> Tarefa 1
Indique se cada afirmação concorda com o trecho sobre o livro de Dom Dysmas, abaixo, respondendo sim ou não e citando literalmente as palavras decisivas: (a) Dom Dysmas se deixou guiar por aqueles que sofreram o drama; (b) o livro se destina apenas a especialistas; (c) o Autor foi enriquecido ao ouvir as histórias.
> Tarefa 2
Prossiga com o trecho sobre o livro de Dom Dysmas a partir do ponto em que ele termina.

> Trecho de origem
Dom Dysmas colocou em prática o que mais tarde seria chamado de “magistério das vítimas”, continua ainda Padre Amedeo. Ele se deixou guiar por aqueles que sofreram esse drama em sua própria pele, para entrar no abismo do sofrimento deles. Podemos dizer que se deixou ser formado por eles, como se seu coração se abrisse para uma com-paixão, um padecer juntos nunca antes experimentada.
Ao ler o livro, tem-se a impressão de que o Autor foi profundamente provocado e grandemente enriquecido, do ponto de vista de sua sensibilidade, ao ouvir essas histórias.
Um livro para todos
O Padre Amedeo continua dizendo que o livro do Dom Dysmass é para todos, pois, infelizmente, estamos imersos em uma cultura de abusos.

> Dados registrados
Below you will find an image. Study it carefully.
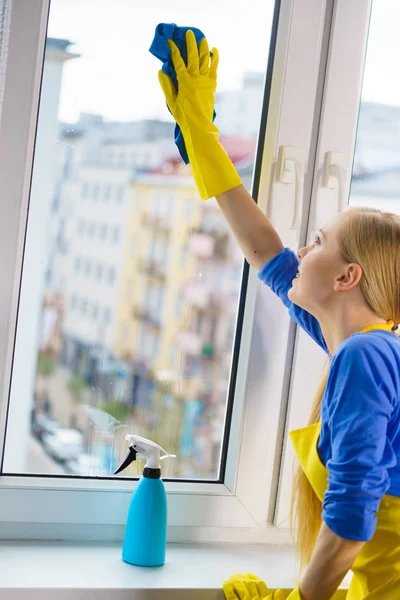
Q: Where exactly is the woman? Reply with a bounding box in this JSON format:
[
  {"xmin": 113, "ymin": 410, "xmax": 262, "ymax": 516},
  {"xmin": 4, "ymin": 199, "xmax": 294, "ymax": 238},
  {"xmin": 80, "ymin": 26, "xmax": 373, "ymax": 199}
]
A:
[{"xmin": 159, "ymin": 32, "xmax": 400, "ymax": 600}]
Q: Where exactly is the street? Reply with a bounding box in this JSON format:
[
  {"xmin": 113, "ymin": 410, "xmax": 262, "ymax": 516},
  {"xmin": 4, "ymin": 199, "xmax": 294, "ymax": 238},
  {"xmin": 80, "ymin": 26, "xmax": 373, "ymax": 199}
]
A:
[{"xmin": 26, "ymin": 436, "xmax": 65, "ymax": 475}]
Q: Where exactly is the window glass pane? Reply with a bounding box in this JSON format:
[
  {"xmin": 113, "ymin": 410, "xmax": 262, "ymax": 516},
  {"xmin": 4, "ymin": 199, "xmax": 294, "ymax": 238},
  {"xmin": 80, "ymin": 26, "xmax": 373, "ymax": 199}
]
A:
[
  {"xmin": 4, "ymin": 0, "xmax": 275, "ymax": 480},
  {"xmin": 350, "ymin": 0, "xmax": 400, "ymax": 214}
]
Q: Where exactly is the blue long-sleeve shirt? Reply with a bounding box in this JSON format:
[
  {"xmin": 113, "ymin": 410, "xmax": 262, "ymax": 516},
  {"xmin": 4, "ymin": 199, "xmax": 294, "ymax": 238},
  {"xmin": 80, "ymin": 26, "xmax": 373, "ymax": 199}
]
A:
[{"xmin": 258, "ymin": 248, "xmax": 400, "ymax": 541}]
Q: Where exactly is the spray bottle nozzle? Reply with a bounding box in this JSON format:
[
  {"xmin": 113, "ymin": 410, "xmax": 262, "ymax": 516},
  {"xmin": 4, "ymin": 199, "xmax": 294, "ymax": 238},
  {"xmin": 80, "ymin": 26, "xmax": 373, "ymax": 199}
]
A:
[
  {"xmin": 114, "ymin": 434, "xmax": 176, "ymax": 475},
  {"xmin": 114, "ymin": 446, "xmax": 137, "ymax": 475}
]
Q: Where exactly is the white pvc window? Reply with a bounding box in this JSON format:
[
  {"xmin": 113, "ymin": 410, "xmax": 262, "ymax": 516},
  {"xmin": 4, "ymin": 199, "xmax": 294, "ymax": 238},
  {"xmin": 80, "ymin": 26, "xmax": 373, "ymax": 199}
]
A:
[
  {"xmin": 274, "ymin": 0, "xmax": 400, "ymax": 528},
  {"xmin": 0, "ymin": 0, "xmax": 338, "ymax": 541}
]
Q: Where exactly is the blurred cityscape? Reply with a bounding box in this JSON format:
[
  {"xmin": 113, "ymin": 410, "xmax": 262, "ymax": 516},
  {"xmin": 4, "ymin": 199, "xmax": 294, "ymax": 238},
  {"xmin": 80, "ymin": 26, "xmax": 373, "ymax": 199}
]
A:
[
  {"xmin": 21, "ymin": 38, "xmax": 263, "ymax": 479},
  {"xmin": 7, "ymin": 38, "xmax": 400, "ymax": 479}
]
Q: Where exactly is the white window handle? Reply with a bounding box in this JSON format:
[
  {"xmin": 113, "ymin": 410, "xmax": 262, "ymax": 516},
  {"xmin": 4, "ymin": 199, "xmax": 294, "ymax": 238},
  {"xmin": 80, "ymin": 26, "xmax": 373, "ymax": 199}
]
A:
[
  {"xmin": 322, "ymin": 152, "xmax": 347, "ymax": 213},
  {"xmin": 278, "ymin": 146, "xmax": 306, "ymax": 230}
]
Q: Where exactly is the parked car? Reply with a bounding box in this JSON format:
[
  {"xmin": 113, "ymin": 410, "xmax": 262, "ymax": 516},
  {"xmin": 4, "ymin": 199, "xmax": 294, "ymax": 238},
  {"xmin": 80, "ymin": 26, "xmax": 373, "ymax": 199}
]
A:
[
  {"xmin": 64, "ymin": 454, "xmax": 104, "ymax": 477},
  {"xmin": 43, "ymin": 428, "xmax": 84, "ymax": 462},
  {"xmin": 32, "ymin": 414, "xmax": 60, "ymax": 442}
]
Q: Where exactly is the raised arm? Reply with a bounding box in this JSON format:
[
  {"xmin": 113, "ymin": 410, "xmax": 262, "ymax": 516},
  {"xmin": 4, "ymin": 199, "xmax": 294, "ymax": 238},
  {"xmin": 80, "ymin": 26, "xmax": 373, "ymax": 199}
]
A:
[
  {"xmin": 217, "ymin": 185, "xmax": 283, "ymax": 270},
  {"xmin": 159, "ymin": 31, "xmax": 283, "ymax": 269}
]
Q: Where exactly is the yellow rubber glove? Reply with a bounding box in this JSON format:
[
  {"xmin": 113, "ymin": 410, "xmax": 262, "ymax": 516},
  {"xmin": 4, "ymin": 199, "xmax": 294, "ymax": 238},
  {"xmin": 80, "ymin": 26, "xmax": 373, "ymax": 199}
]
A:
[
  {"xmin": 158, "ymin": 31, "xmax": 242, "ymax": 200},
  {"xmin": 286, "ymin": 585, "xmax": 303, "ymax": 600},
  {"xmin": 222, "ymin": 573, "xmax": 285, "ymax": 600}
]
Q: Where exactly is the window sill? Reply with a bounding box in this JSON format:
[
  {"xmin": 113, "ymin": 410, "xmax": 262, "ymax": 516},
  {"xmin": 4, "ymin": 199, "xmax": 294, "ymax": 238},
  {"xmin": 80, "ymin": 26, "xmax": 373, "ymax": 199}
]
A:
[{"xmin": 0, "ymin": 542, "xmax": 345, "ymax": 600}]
...
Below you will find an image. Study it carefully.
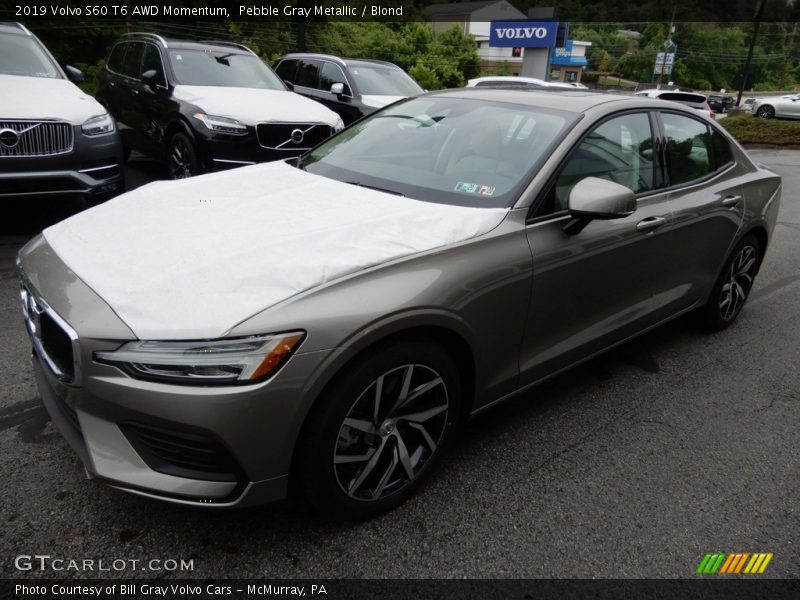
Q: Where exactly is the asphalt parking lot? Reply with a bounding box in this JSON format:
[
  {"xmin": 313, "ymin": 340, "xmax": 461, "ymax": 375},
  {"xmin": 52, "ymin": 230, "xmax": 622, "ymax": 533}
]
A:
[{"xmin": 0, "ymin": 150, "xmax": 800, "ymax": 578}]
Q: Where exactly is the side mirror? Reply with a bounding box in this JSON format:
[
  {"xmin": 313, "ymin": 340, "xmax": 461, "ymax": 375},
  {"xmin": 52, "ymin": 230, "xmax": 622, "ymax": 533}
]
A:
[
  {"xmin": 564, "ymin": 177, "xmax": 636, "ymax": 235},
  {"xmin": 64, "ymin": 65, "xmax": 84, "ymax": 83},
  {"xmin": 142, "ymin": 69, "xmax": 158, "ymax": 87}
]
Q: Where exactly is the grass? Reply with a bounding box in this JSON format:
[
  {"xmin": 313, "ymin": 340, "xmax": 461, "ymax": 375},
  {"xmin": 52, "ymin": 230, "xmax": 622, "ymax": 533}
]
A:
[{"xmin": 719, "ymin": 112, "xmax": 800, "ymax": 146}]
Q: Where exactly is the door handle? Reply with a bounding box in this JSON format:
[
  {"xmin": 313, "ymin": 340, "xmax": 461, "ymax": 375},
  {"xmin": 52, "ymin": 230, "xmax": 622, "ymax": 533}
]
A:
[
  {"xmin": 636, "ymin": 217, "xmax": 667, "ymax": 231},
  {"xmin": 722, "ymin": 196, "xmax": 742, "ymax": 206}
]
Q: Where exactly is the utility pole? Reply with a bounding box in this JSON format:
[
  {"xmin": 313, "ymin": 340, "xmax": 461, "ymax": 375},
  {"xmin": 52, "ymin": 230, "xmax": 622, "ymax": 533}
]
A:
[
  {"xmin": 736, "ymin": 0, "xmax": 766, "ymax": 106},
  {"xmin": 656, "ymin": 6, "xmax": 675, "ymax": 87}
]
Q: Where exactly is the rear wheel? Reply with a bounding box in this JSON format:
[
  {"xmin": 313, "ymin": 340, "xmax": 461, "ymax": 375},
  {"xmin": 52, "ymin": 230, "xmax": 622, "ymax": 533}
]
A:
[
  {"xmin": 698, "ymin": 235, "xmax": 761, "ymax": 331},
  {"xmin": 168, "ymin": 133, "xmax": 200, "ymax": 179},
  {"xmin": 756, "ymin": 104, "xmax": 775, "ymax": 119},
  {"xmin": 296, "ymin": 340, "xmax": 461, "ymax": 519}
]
---
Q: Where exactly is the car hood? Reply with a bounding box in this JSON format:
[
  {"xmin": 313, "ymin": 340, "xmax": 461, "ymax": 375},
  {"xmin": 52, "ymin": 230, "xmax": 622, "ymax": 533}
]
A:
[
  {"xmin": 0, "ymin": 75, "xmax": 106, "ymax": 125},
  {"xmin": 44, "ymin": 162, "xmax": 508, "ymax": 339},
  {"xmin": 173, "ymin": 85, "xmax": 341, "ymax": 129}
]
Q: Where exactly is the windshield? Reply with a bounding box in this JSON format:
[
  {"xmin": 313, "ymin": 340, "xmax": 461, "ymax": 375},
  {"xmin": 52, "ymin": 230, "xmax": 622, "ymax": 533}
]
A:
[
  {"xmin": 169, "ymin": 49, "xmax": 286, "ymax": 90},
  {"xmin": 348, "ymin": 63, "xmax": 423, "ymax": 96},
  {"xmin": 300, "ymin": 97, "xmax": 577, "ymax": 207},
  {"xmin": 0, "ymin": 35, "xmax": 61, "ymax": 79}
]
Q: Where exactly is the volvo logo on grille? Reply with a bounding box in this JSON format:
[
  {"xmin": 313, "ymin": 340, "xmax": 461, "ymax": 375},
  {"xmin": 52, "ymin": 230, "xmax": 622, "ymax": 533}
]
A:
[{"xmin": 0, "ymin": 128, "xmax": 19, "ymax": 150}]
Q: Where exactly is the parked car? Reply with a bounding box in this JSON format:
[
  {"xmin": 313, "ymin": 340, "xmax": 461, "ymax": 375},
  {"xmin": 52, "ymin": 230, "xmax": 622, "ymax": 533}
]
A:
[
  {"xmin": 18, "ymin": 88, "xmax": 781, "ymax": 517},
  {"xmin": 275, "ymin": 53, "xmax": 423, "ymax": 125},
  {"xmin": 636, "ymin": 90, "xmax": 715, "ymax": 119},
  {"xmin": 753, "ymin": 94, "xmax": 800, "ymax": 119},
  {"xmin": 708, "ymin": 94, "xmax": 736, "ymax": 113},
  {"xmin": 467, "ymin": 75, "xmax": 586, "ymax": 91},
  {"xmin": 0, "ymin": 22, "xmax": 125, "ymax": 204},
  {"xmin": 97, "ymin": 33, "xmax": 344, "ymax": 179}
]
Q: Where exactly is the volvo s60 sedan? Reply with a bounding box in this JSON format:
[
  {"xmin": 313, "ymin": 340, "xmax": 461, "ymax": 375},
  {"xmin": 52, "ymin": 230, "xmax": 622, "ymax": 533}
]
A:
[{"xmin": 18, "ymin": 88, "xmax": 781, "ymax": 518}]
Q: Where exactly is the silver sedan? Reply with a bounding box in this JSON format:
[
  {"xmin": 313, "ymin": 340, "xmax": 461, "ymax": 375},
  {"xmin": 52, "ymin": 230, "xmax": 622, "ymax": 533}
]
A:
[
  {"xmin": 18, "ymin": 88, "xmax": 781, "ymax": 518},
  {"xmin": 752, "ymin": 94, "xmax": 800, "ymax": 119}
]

> Resultado 1
(a) Sim: "Ele se deixou guiar por aqueles que sofreram esse drama em sua própria pele".
(b) Não: "o livro do Dom Dysmass é para todos".
(c) Sim: "o Autor foi profundamente provocado e grandemente enriquecido".

> Resultado 2
Ele especifica que, ao dizer “cultura”, queremos significar que se formou um sistema, composto por mentalidade geral, sensibilidade individual e estilo de vida, especialmente no âmbito relacional, e que esse sistema, na prática, foi criado ou é mantido por todos nós, seja de forma direta (pelos abusadores), seja indireta (por aqueles que, de alguma maneira, os encobrem ou não intervêm como deveriam). É mesmo por isso que nós falamos de leitura sistêmica dos abusos. E é justamente por isso que os abusos acontecem em todos os ambientes, especialmente nas famílias.
O sacerdote explica que, se quisermos sair disso, é necessário um esforço geral, uma mensagem que chegue a todos os ambientes, caso contrário os abusos se tornarão tóxicos, como um vírus que vai infectando cada vez mais a vida e as relações, dentro das famílias, assim como nos diversos contextos de trabalho e sociais, causando um declínio ou degradação geral da dignidade humana.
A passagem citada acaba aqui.